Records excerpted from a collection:
========
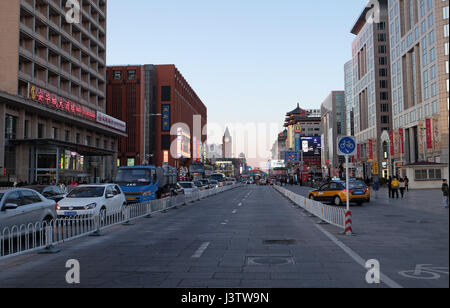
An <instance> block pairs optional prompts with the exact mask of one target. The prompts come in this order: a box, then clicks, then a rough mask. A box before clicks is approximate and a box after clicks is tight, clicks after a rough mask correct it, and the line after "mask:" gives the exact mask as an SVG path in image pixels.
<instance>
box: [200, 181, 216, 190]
mask: <svg viewBox="0 0 450 308" xmlns="http://www.w3.org/2000/svg"><path fill="white" fill-rule="evenodd" d="M200 182H202V184H203V186H204V187H205V189H211V188H213V187H212V186H211V184H210V183H209V181H208V180H206V179H204V180H200Z"/></svg>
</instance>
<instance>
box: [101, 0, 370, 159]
mask: <svg viewBox="0 0 450 308" xmlns="http://www.w3.org/2000/svg"><path fill="white" fill-rule="evenodd" d="M366 3H367V1H366V0H343V1H336V0H322V1H321V0H318V1H305V0H281V1H267V0H227V1H215V0H189V1H186V0H165V1H154V0H146V1H142V0H140V1H139V0H127V1H119V0H113V1H108V45H107V52H108V54H107V62H108V65H116V64H175V65H176V66H177V67H178V69H179V70H180V72H181V73H182V74H183V75H184V76H185V78H186V80H188V82H189V83H190V85H191V86H192V88H193V89H194V90H195V91H196V92H197V94H198V95H199V97H200V98H201V99H202V100H203V102H204V103H205V105H206V106H207V107H208V122H209V123H216V124H218V125H221V126H225V125H226V124H228V123H229V122H231V123H234V122H238V123H247V122H266V123H271V122H276V123H279V125H280V127H281V124H282V122H283V120H284V115H285V113H286V112H287V111H290V110H292V109H294V108H295V107H296V104H297V102H300V103H301V107H303V108H305V109H306V108H319V107H320V104H321V102H322V101H323V100H324V99H325V98H326V97H327V95H328V94H329V92H330V91H332V90H343V89H344V64H345V62H347V61H348V60H350V59H351V42H352V40H353V35H352V34H350V30H351V28H352V26H353V24H354V22H355V21H356V19H357V17H358V16H359V14H360V13H361V12H362V10H363V8H364V6H365V5H366ZM275 137H276V136H271V142H273V140H274V138H275ZM214 139H216V140H212V141H213V142H221V140H217V139H218V138H214ZM270 146H271V144H270ZM238 151H239V150H238ZM237 154H238V153H237ZM267 158H268V157H267ZM267 158H266V160H267Z"/></svg>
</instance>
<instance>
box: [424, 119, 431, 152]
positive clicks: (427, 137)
mask: <svg viewBox="0 0 450 308" xmlns="http://www.w3.org/2000/svg"><path fill="white" fill-rule="evenodd" d="M425 123H426V129H427V149H428V150H432V149H433V131H432V129H431V119H427V120H426V121H425Z"/></svg>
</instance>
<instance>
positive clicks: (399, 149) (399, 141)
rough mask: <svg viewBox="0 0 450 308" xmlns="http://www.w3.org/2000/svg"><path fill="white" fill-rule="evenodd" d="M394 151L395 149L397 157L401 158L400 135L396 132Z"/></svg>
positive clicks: (399, 134) (394, 133)
mask: <svg viewBox="0 0 450 308" xmlns="http://www.w3.org/2000/svg"><path fill="white" fill-rule="evenodd" d="M394 149H395V157H396V158H399V157H400V133H399V132H398V131H395V132H394Z"/></svg>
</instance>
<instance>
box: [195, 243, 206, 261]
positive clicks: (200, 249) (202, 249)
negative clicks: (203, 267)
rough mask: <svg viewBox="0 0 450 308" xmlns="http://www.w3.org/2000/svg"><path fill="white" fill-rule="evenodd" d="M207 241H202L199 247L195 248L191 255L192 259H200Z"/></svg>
mask: <svg viewBox="0 0 450 308" xmlns="http://www.w3.org/2000/svg"><path fill="white" fill-rule="evenodd" d="M209 244H210V243H209V242H208V243H203V244H202V245H201V246H200V248H199V249H197V251H196V252H195V254H194V255H193V256H192V257H191V258H193V259H200V258H201V256H202V255H203V253H204V252H205V250H206V249H207V248H208V246H209Z"/></svg>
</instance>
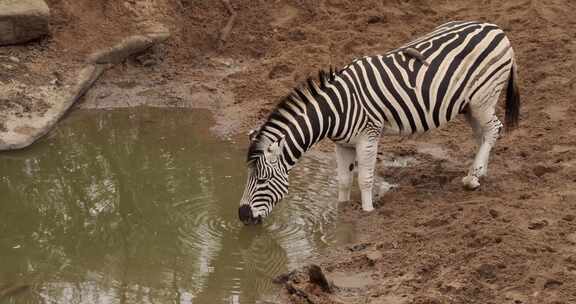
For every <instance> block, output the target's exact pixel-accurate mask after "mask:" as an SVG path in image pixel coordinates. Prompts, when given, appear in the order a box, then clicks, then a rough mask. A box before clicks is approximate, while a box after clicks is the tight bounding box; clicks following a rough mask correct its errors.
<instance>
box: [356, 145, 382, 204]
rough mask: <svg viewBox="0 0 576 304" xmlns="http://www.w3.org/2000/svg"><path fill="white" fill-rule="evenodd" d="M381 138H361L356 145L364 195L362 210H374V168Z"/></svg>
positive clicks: (362, 196)
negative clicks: (378, 146)
mask: <svg viewBox="0 0 576 304" xmlns="http://www.w3.org/2000/svg"><path fill="white" fill-rule="evenodd" d="M378 139H379V137H376V136H370V137H365V138H361V139H360V140H359V141H358V143H357V144H356V158H357V159H358V186H359V187H360V193H361V195H362V209H363V210H364V211H372V210H374V205H373V204H372V187H373V185H374V166H375V165H376V156H377V154H378Z"/></svg>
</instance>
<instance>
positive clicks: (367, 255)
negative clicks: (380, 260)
mask: <svg viewBox="0 0 576 304" xmlns="http://www.w3.org/2000/svg"><path fill="white" fill-rule="evenodd" d="M366 258H367V259H368V260H369V261H370V263H371V264H372V265H374V264H376V262H378V260H380V259H382V253H381V252H380V251H377V250H375V251H371V252H368V253H366Z"/></svg>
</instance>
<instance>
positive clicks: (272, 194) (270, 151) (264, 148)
mask: <svg viewBox="0 0 576 304" xmlns="http://www.w3.org/2000/svg"><path fill="white" fill-rule="evenodd" d="M254 133H255V132H251V133H250V140H251V143H250V148H249V150H248V157H247V164H248V180H247V182H246V188H244V194H243V195H242V200H241V201H240V208H239V209H238V216H239V218H240V220H241V221H242V222H244V224H257V223H260V222H261V221H262V219H263V218H265V217H266V216H268V215H269V214H270V212H271V211H272V208H273V207H274V206H275V205H276V204H277V203H278V202H279V201H280V200H281V199H282V198H283V197H284V196H285V195H286V193H288V172H287V169H286V168H287V167H286V165H285V163H284V158H283V154H282V151H283V148H284V144H285V141H284V139H280V140H271V139H269V138H267V137H265V136H257V135H255V134H254Z"/></svg>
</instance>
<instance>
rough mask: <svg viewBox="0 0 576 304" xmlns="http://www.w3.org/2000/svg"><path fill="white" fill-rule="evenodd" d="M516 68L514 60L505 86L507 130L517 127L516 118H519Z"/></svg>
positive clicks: (517, 92)
mask: <svg viewBox="0 0 576 304" xmlns="http://www.w3.org/2000/svg"><path fill="white" fill-rule="evenodd" d="M517 69H518V68H517V67H516V62H514V63H513V64H512V68H511V69H510V77H509V78H508V87H507V88H506V115H505V125H506V130H507V131H512V130H514V129H515V128H516V127H518V120H519V119H520V93H519V91H518V72H517Z"/></svg>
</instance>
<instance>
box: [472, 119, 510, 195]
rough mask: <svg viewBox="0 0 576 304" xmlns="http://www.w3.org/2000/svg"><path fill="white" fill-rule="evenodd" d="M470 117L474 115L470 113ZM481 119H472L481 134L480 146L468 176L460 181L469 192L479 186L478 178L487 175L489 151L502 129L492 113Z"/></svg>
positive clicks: (500, 126) (494, 142) (473, 189)
mask: <svg viewBox="0 0 576 304" xmlns="http://www.w3.org/2000/svg"><path fill="white" fill-rule="evenodd" d="M472 115H474V113H472ZM482 118H483V117H482V116H480V117H472V120H473V122H474V123H475V124H476V128H478V129H479V131H480V132H481V133H480V134H481V138H480V139H479V141H480V142H481V144H480V147H479V148H478V151H477V152H476V156H475V157H474V162H473V163H472V166H471V167H470V169H469V170H468V174H467V175H466V176H465V177H464V178H463V179H462V183H463V185H464V187H465V188H466V189H469V190H474V189H476V188H478V187H479V186H480V178H481V177H483V176H485V175H486V174H487V173H488V160H489V158H490V151H491V150H492V147H493V146H494V144H495V143H496V140H497V139H498V137H499V135H500V131H501V130H502V127H503V125H502V123H501V122H500V120H499V119H498V117H496V115H494V114H492V113H490V114H489V115H485V117H484V119H482ZM473 128H474V124H473Z"/></svg>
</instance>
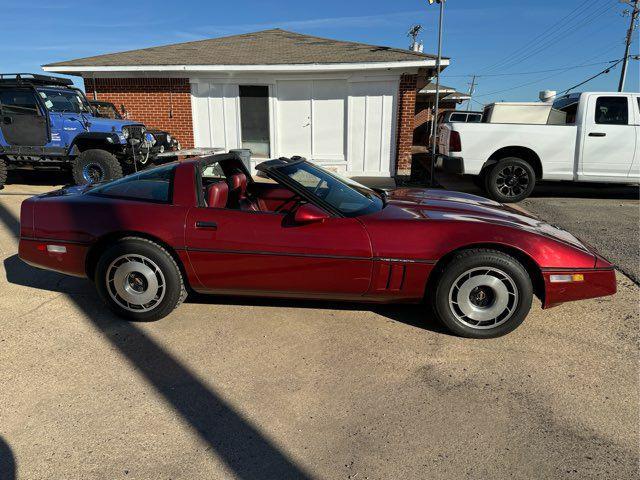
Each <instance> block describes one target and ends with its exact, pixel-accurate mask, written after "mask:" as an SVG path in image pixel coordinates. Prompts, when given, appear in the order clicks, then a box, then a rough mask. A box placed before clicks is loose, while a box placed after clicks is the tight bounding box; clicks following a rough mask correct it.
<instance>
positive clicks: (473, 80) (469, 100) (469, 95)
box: [467, 75, 476, 112]
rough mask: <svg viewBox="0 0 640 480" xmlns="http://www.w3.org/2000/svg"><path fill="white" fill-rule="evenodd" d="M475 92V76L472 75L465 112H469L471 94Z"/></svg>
mask: <svg viewBox="0 0 640 480" xmlns="http://www.w3.org/2000/svg"><path fill="white" fill-rule="evenodd" d="M475 90H476V76H475V75H474V76H473V78H472V79H471V86H470V87H469V100H467V112H468V111H469V110H471V97H473V92H475Z"/></svg>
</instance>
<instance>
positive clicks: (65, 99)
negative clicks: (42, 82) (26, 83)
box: [38, 88, 91, 113]
mask: <svg viewBox="0 0 640 480" xmlns="http://www.w3.org/2000/svg"><path fill="white" fill-rule="evenodd" d="M38 93H39V94H40V97H42V101H43V102H44V105H45V106H46V107H47V110H49V111H50V112H59V113H91V107H90V106H89V103H88V102H87V100H86V99H85V98H84V97H83V96H82V94H81V93H80V92H78V91H76V90H72V89H69V90H58V89H55V88H39V89H38Z"/></svg>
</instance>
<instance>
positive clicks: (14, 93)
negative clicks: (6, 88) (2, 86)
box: [0, 88, 40, 115]
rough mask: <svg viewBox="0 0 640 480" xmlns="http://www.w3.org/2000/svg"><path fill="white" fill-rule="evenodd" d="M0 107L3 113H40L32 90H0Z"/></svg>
mask: <svg viewBox="0 0 640 480" xmlns="http://www.w3.org/2000/svg"><path fill="white" fill-rule="evenodd" d="M0 107H1V108H2V113H3V114H5V115H40V109H39V108H38V100H37V99H36V95H35V93H34V92H33V91H32V90H28V89H24V88H23V89H6V90H0Z"/></svg>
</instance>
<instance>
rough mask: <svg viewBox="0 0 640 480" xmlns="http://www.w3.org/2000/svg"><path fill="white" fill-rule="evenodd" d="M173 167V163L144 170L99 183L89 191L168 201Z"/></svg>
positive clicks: (117, 196) (105, 193)
mask: <svg viewBox="0 0 640 480" xmlns="http://www.w3.org/2000/svg"><path fill="white" fill-rule="evenodd" d="M175 169H176V166H175V165H166V166H163V167H158V168H154V169H151V170H146V171H144V172H140V173H136V174H134V175H129V176H127V177H124V178H121V179H119V180H114V181H113V182H109V183H106V184H104V185H99V186H97V187H95V188H93V189H92V190H91V191H90V192H89V193H90V194H91V195H100V196H104V197H115V198H126V199H131V200H142V201H147V202H154V203H169V202H170V201H171V186H172V183H173V174H174V171H175Z"/></svg>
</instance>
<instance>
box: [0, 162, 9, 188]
mask: <svg viewBox="0 0 640 480" xmlns="http://www.w3.org/2000/svg"><path fill="white" fill-rule="evenodd" d="M5 183H7V161H6V160H5V159H4V158H0V190H2V189H3V188H4V184H5Z"/></svg>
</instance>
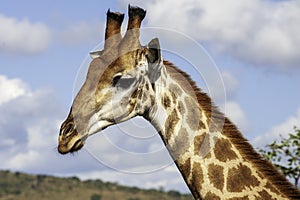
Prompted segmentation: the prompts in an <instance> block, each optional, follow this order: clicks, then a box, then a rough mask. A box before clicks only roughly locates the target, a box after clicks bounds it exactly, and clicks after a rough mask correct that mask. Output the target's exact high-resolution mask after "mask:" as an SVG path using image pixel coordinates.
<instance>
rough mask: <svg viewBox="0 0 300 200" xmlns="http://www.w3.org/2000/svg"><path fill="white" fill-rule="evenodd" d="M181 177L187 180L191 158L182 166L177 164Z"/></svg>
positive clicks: (188, 175) (189, 174) (182, 164)
mask: <svg viewBox="0 0 300 200" xmlns="http://www.w3.org/2000/svg"><path fill="white" fill-rule="evenodd" d="M179 166H180V171H181V173H182V175H183V176H184V177H185V178H186V179H187V178H188V177H189V175H190V173H191V158H188V159H187V160H186V161H185V162H184V163H183V164H179Z"/></svg>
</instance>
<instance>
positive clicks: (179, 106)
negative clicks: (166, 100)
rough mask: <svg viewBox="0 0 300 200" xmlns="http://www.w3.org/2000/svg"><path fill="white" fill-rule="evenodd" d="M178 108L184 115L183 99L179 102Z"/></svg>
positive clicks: (178, 102) (182, 114)
mask: <svg viewBox="0 0 300 200" xmlns="http://www.w3.org/2000/svg"><path fill="white" fill-rule="evenodd" d="M177 109H178V111H179V113H180V114H181V115H184V113H185V108H184V105H183V103H182V102H181V101H179V102H178V105H177Z"/></svg>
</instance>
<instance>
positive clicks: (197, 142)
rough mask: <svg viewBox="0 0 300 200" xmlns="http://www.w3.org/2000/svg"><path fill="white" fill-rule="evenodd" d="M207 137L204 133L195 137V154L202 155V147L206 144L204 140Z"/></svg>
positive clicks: (194, 137)
mask: <svg viewBox="0 0 300 200" xmlns="http://www.w3.org/2000/svg"><path fill="white" fill-rule="evenodd" d="M205 136H206V133H203V134H201V135H197V136H196V137H194V154H195V155H200V147H201V146H202V145H203V144H204V143H203V142H204V138H205Z"/></svg>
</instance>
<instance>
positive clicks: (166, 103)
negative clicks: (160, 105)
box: [161, 94, 171, 109]
mask: <svg viewBox="0 0 300 200" xmlns="http://www.w3.org/2000/svg"><path fill="white" fill-rule="evenodd" d="M161 103H162V105H163V106H164V108H166V109H167V108H169V107H170V106H171V100H170V98H169V97H168V95H166V94H165V95H164V96H163V98H162V100H161Z"/></svg>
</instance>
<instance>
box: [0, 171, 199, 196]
mask: <svg viewBox="0 0 300 200" xmlns="http://www.w3.org/2000/svg"><path fill="white" fill-rule="evenodd" d="M0 199H1V200H28V199H30V200H38V199H39V200H41V199H53V200H56V199H57V200H61V199H64V200H69V199H70V200H71V199H72V200H75V199H80V200H81V199H84V200H103V199H105V200H110V199H122V200H123V199H124V200H142V199H143V200H144V199H145V200H154V199H155V200H157V199H163V200H169V199H170V200H171V199H175V200H185V199H193V198H192V196H191V195H187V194H181V193H179V192H177V191H168V192H164V191H162V190H154V189H150V190H146V189H139V188H137V187H126V186H121V185H119V184H117V183H111V182H103V181H101V180H87V181H80V180H79V179H78V178H77V177H71V178H57V177H53V176H46V175H28V174H24V173H20V172H14V173H13V172H10V171H0Z"/></svg>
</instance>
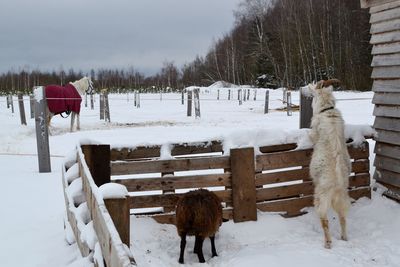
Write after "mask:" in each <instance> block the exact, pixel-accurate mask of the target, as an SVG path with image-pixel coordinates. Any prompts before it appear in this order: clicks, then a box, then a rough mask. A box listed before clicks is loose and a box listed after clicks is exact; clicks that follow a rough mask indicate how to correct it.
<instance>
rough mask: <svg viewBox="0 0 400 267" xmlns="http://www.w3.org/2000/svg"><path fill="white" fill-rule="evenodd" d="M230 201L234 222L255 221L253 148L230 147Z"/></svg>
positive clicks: (254, 179) (253, 152) (253, 162)
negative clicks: (230, 163)
mask: <svg viewBox="0 0 400 267" xmlns="http://www.w3.org/2000/svg"><path fill="white" fill-rule="evenodd" d="M230 159H231V171H232V202H233V220H234V222H245V221H256V220H257V205H256V201H257V199H256V186H255V163H254V148H253V147H248V148H237V149H231V151H230Z"/></svg>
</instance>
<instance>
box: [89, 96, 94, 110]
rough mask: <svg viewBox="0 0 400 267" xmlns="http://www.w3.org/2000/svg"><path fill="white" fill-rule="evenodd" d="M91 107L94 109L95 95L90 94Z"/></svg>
mask: <svg viewBox="0 0 400 267" xmlns="http://www.w3.org/2000/svg"><path fill="white" fill-rule="evenodd" d="M90 109H94V96H93V94H90Z"/></svg>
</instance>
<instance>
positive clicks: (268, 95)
mask: <svg viewBox="0 0 400 267" xmlns="http://www.w3.org/2000/svg"><path fill="white" fill-rule="evenodd" d="M268 111H269V90H266V91H265V103H264V114H267V113H268Z"/></svg>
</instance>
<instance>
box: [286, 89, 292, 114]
mask: <svg viewBox="0 0 400 267" xmlns="http://www.w3.org/2000/svg"><path fill="white" fill-rule="evenodd" d="M286 97H287V100H286V109H287V115H288V116H292V93H291V92H287V93H286Z"/></svg>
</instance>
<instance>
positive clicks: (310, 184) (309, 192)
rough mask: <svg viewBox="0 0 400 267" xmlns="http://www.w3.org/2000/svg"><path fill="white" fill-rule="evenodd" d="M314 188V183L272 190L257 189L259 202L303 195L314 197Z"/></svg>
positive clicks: (261, 188)
mask: <svg viewBox="0 0 400 267" xmlns="http://www.w3.org/2000/svg"><path fill="white" fill-rule="evenodd" d="M313 193H314V186H313V183H312V182H303V183H301V184H294V185H284V186H277V187H271V188H260V189H257V202H262V201H266V200H275V199H282V198H289V197H297V196H302V195H305V196H306V195H312V194H313Z"/></svg>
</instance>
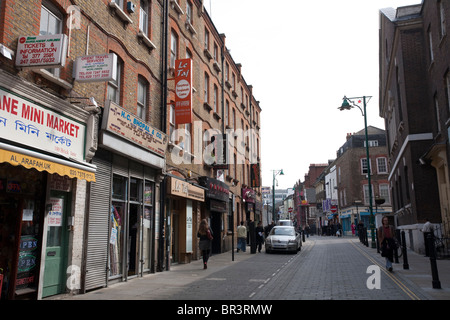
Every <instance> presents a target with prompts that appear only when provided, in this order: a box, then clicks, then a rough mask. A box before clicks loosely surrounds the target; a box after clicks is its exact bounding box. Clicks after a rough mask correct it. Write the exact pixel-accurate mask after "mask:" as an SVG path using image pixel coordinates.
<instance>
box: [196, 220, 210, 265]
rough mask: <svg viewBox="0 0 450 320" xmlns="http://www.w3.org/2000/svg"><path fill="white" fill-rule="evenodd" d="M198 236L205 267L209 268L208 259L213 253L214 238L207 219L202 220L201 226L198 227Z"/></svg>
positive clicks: (197, 232) (203, 264) (197, 234)
mask: <svg viewBox="0 0 450 320" xmlns="http://www.w3.org/2000/svg"><path fill="white" fill-rule="evenodd" d="M197 237H198V238H199V239H200V241H199V243H198V248H199V249H200V250H201V252H202V258H203V269H207V268H208V259H209V255H210V253H211V243H212V240H213V233H212V230H211V228H210V227H209V225H208V222H207V221H206V219H203V220H202V221H200V226H199V228H198V232H197Z"/></svg>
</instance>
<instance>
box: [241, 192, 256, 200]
mask: <svg viewBox="0 0 450 320" xmlns="http://www.w3.org/2000/svg"><path fill="white" fill-rule="evenodd" d="M242 198H243V199H244V200H245V202H249V203H255V201H256V192H255V190H253V189H249V188H242Z"/></svg>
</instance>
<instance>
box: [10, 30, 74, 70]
mask: <svg viewBox="0 0 450 320" xmlns="http://www.w3.org/2000/svg"><path fill="white" fill-rule="evenodd" d="M67 39H68V38H67V36H66V35H65V34H51V35H45V36H21V37H19V39H18V42H17V52H16V67H19V68H33V69H40V68H61V67H64V65H65V64H66V55H67V44H68V40H67Z"/></svg>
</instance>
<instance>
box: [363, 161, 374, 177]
mask: <svg viewBox="0 0 450 320" xmlns="http://www.w3.org/2000/svg"><path fill="white" fill-rule="evenodd" d="M367 173H368V168H367V159H366V158H362V159H361V174H367ZM372 173H373V172H372V166H371V165H370V174H372Z"/></svg>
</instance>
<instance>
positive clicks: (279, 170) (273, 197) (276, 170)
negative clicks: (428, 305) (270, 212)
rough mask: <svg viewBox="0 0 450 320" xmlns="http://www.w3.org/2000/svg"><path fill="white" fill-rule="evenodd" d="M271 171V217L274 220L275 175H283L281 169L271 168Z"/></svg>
mask: <svg viewBox="0 0 450 320" xmlns="http://www.w3.org/2000/svg"><path fill="white" fill-rule="evenodd" d="M272 171H273V184H272V218H273V221H276V220H277V219H276V215H275V177H276V176H277V175H280V176H284V172H283V169H281V170H272Z"/></svg>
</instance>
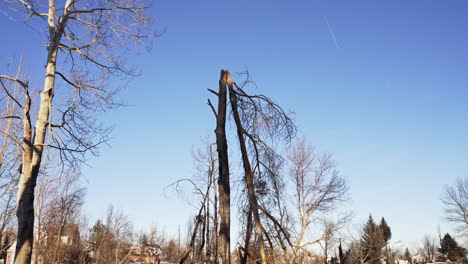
========
WORK ORDER:
Locate every line of the records above that contains the string "negative", treating case as significant, and copy each such line in full.

ANSWER BOX:
negative clicks: (203, 267)
negative clicks: (378, 146)
negative clicks: (380, 260)
negative clicks: (42, 82) (26, 83)
negative clicks: (6, 88) (2, 86)
negative clicks: (166, 100)
negative clicks: (160, 105)
negative clicks: (230, 163)
negative clicks: (428, 305) (270, 212)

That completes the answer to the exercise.